Dataset entries
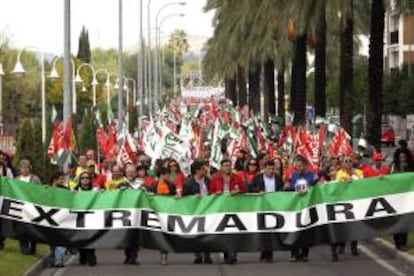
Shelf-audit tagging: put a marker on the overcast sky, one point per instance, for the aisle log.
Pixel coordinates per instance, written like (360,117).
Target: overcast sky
(40,22)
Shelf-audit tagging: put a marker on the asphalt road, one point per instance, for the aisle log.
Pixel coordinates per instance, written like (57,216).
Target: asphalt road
(369,263)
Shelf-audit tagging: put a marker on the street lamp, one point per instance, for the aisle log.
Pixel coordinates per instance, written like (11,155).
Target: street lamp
(94,82)
(1,98)
(156,57)
(19,70)
(54,74)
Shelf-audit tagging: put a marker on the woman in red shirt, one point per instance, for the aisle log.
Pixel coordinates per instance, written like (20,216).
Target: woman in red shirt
(250,172)
(176,176)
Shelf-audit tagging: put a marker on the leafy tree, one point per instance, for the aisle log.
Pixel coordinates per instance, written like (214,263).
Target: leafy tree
(84,50)
(87,138)
(24,142)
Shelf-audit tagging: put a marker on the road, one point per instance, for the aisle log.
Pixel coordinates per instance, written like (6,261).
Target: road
(110,263)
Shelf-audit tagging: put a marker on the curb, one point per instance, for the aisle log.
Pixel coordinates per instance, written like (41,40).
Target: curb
(37,267)
(389,249)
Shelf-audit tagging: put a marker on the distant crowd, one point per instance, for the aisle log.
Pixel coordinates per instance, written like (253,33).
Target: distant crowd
(285,172)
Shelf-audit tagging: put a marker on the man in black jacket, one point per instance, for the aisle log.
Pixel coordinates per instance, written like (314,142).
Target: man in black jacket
(198,184)
(267,182)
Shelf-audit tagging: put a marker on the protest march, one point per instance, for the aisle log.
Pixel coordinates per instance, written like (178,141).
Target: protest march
(209,177)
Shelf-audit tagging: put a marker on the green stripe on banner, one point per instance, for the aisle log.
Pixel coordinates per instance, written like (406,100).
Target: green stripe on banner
(193,205)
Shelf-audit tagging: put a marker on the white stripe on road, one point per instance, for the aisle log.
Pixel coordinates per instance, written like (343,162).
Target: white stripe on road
(381,261)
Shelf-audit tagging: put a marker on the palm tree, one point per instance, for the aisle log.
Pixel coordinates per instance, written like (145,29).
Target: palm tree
(375,73)
(320,61)
(254,87)
(269,87)
(346,65)
(241,85)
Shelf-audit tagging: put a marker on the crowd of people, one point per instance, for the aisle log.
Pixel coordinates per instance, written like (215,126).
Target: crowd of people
(246,175)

Task goal.
In the answer, please give only the lines from the line containing "Pixel coordinates per instance, written like (215,126)." through the final line of the data, copied exactly.

Solution for this problem.
Pixel coordinates per instance, written like (215,126).
Target: crowd of people
(246,175)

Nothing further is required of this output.